## Requirement
Exact repetition is required: output every record in full.

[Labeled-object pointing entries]
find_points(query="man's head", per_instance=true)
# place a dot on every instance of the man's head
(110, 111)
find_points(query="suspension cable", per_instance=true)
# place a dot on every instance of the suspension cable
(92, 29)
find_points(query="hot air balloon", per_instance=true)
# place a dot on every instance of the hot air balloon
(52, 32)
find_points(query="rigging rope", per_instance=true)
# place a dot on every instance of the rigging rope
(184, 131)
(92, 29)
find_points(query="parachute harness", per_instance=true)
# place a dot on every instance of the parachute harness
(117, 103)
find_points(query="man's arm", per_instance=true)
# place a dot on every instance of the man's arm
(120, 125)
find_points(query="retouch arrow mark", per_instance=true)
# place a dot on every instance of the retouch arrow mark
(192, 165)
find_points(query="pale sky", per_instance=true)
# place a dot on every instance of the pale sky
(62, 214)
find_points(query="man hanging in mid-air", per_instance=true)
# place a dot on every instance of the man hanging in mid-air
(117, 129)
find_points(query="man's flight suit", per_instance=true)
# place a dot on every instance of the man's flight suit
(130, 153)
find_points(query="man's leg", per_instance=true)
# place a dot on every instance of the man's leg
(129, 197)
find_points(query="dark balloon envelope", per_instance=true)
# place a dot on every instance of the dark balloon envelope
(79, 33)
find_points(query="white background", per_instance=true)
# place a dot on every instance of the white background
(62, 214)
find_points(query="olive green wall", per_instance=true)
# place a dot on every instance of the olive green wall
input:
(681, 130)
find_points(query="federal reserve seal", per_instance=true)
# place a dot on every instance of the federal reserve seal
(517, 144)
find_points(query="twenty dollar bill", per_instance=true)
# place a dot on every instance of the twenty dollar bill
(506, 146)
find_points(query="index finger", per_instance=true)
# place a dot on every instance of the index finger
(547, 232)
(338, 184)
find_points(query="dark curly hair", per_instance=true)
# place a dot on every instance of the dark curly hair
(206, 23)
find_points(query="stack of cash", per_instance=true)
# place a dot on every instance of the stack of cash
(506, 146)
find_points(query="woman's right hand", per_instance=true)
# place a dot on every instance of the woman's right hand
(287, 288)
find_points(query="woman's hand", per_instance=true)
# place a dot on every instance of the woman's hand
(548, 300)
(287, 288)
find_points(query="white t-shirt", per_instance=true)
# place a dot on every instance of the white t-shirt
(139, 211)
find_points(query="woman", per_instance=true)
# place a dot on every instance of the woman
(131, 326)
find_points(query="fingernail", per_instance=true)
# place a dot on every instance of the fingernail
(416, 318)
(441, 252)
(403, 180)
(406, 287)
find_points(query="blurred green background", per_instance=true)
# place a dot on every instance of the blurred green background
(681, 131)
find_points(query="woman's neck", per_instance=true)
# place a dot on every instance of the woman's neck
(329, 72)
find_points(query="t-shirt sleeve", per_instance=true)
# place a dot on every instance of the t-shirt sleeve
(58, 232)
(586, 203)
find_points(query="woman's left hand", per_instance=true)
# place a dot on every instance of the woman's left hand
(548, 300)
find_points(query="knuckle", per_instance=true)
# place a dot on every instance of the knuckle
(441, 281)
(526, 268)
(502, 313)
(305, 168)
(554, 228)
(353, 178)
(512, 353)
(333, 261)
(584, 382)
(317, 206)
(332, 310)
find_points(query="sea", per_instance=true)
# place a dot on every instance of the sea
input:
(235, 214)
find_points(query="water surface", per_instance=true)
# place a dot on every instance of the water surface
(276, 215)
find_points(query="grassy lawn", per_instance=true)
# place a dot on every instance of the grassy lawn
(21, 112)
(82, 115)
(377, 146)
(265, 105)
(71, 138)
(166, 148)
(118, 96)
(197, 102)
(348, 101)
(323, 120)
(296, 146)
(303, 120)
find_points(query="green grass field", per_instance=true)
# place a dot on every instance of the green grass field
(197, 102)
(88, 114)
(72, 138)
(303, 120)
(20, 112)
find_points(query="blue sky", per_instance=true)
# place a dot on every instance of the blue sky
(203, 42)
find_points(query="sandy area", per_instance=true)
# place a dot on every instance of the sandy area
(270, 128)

## Right answer
find_points(query="man's head", per_instance=true)
# place a dot on every instance of the man's head
(110, 111)
find_points(query="suspension cable", per_instance=true)
# place a dot on every instance of the suspension cable
(92, 29)
find_points(query="hot air balloon", per_instance=true)
# place a dot on every instance of the hot air balloon
(52, 32)
find_points(query="rigging rope", per_instance=true)
# place a dot on every instance of the rigging rope
(184, 131)
(92, 29)
find_points(query="parachute harness", per_instance=true)
# place a dot on every instance of the parachute harness
(117, 103)
find_points(query="man's arm", per_instance=true)
# place a dot on every instance of the man's arm
(120, 125)
find_points(query="retouch arrow mark", per_instance=true)
# place a dot on every instance of the retouch arrow mark
(192, 165)
find_points(query="pale sky", per_instance=true)
# place a dot on every instance of the pale sky
(62, 214)
find_points(query="man hanging in mid-air", per_instance=true)
# place a dot on every instance of the man hanging in mid-air
(117, 129)
find_points(query="man's flight suit", per_instance=true)
# place a dot on every instance of the man's flight suit
(130, 153)
find_points(query="man's leg", per_instance=true)
# place a dot on every instance of the man's leg
(129, 197)
find_points(query="dark balloon envelope", per_instance=true)
# place a dot on every instance of the dark balloon envelope
(79, 33)
find_points(query="white background", per_instance=true)
# place a dot on every instance of the white background
(62, 214)
find_points(query="olive green wall", per_instance=true)
# place a dot on every instance of the olive green wall
input:
(681, 130)
find_points(query="federal reserve seal", per_instance=true)
# place a dot on every instance of the federal reserve seal
(517, 144)
find_points(query="twenty dollar bill", per_instance=true)
# place a dot on every instance of the twenty dollar bill
(506, 146)
find_points(query="index finger", per_instance=true)
# place a dot on every instance of the index finger
(547, 232)
(338, 184)
find_points(query="dark curly hair", per_instance=true)
# place a dot on every instance of the dark curly hair
(206, 23)
find_points(query="stack of cash", per_instance=true)
# place a dot on every instance of the stack of cash
(506, 146)
find_points(query="woman's right hand", per_instance=true)
# place a dot on every instance of the woman's right hand
(287, 288)
find_points(query="woman's hand", per_instance=true)
# place a dot on every instance of the woman's hand
(548, 300)
(287, 288)
find_points(query="white t-shirt", per_instance=true)
# place a dot on every instance of the white t-shirt
(139, 211)
find_points(query="woman", per_instance=true)
# place a dot on every instance of the woman
(131, 326)
find_points(query="fingernail", per_instance=true)
# place a dot on every instance of the fingernail
(416, 318)
(441, 252)
(403, 180)
(406, 287)
find_points(query="blurred green background", per_instance=true)
# place a dot on every instance of the blurred green background
(681, 131)
find_points(query="woman's neck", per_instance=true)
# place a dot on every instance of the woman's neck
(329, 72)
find_points(query="t-shirt sleeve", per_instance=true)
# place a dot on every instance of the t-shirt sleeve
(58, 232)
(586, 203)
find_points(query="woman's left hand", per_instance=true)
# place a dot on every instance of the woman's left hand
(548, 300)
find_points(query="knuckle", per_instance=true)
# place a dot on every instance of the knuckle
(441, 281)
(526, 268)
(502, 313)
(305, 168)
(554, 228)
(353, 178)
(512, 353)
(333, 261)
(584, 382)
(317, 206)
(332, 310)
find_points(query="sea", per_instance=true)
# place a dot on every instance of the sea
input:
(235, 214)
find_points(query="water surface", per_instance=true)
# place a dot on every instance of the water surface
(276, 215)
find_points(query="grassy lawn", per_instance=true)
# place a dot on every instance of the grassy lawn
(21, 112)
(82, 115)
(377, 146)
(265, 105)
(71, 138)
(166, 148)
(118, 96)
(197, 102)
(348, 101)
(323, 120)
(296, 146)
(303, 120)
find_points(query="green grass field", per_instance=true)
# place a dot on every instance of the green grass field
(197, 102)
(88, 114)
(72, 138)
(303, 120)
(20, 112)
find_points(query="blue sky", per_instance=true)
# place a dot on every instance of the blue sky
(203, 42)
find_points(query="sandy area", per_instance=true)
# place a dot on every instance of the sandy area
(270, 128)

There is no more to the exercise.